**Objective**
Please count the lines in the entries below that contain the word "jacket", treating case as significant. Reply with the number only.

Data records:
+ + +

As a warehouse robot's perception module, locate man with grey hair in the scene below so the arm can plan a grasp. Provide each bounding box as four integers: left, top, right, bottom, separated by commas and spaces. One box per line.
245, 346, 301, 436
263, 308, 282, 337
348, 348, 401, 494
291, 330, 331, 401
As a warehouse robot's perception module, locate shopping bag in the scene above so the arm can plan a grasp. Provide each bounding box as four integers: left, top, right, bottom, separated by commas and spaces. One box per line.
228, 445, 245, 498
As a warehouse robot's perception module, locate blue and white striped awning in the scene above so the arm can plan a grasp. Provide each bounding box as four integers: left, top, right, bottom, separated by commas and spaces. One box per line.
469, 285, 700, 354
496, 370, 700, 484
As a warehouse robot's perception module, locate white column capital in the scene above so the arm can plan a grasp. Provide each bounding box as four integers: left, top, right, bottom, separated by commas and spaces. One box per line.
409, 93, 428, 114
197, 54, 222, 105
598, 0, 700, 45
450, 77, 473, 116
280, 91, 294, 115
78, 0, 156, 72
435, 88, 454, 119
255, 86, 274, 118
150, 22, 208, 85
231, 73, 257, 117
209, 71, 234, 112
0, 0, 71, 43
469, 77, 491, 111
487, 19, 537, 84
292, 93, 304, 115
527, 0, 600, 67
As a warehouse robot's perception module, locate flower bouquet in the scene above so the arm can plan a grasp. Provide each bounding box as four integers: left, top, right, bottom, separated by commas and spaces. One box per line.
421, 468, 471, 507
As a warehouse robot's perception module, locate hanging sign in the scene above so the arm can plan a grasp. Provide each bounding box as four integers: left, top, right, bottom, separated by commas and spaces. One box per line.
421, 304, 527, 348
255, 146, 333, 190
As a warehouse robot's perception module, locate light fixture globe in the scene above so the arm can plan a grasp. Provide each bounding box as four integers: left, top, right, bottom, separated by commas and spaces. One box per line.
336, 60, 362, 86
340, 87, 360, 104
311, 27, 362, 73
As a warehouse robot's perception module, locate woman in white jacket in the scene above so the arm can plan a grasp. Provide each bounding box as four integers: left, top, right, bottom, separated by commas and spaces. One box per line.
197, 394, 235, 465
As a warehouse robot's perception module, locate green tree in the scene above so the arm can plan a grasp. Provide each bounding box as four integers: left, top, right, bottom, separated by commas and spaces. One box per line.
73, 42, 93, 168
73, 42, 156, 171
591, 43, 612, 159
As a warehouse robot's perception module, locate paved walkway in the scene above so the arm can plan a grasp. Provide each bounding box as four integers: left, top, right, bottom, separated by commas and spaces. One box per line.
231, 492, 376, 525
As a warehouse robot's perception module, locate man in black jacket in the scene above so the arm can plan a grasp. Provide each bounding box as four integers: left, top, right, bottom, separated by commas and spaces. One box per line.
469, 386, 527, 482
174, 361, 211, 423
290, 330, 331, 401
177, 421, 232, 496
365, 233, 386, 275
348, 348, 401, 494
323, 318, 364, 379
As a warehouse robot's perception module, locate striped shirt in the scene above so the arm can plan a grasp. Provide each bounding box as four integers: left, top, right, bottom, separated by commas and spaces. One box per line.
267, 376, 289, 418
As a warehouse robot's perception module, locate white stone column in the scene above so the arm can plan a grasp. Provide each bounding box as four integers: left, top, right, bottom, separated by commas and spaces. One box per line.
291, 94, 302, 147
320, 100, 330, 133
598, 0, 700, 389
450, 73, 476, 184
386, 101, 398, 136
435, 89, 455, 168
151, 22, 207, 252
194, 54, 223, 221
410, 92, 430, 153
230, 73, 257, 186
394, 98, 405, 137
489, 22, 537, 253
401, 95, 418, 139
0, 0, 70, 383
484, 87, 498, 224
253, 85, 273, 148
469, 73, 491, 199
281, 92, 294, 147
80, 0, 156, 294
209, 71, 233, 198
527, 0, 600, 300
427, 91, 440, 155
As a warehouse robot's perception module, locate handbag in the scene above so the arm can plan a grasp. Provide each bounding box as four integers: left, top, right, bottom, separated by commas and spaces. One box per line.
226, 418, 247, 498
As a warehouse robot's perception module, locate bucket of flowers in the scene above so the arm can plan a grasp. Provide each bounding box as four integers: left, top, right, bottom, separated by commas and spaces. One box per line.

+ + +

**Right answer**
2